Copy out the material below line for line, changing nothing.
---------- Supplied data ----------
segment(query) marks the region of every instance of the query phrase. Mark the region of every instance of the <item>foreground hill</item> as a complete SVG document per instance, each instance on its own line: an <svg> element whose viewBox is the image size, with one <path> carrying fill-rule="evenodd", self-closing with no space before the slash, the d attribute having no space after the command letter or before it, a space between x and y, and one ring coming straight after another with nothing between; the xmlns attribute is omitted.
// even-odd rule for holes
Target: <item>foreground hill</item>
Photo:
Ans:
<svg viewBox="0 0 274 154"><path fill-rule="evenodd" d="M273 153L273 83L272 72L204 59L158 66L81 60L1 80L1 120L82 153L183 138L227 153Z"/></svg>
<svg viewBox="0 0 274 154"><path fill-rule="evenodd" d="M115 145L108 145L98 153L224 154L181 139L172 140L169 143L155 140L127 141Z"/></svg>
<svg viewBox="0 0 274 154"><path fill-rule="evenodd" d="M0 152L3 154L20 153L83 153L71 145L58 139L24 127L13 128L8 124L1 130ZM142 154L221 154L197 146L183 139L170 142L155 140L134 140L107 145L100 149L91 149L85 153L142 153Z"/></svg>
----------
Task solution:
segment(query) marks the region of every instance of the query phrase. Mark the region of every instance of the <item>foreground hill</item> as a complete SVG document per instance, each instance on its own line: an <svg> element whose viewBox is the image size, with one <path> carrying fill-rule="evenodd", self-closing with no space before the slash, the d attribute having no space after the command letter or before it, a space between x and y, and one ring coming straight after another with nothing between; the xmlns attribute is omitted.
// even-odd rule for holes
Target: <item>foreground hill</item>
Photo:
Ans:
<svg viewBox="0 0 274 154"><path fill-rule="evenodd" d="M273 153L273 83L272 72L204 59L158 66L81 60L1 80L1 120L82 153L183 138L227 153Z"/></svg>
<svg viewBox="0 0 274 154"><path fill-rule="evenodd" d="M115 145L108 145L98 153L224 154L181 139L172 140L169 143L155 140L127 141Z"/></svg>
<svg viewBox="0 0 274 154"><path fill-rule="evenodd" d="M0 152L3 154L20 153L83 153L71 145L58 139L24 127L13 128L8 124L1 130ZM142 154L221 154L197 146L183 139L170 142L155 140L134 140L107 145L100 149L91 149L85 153L142 153Z"/></svg>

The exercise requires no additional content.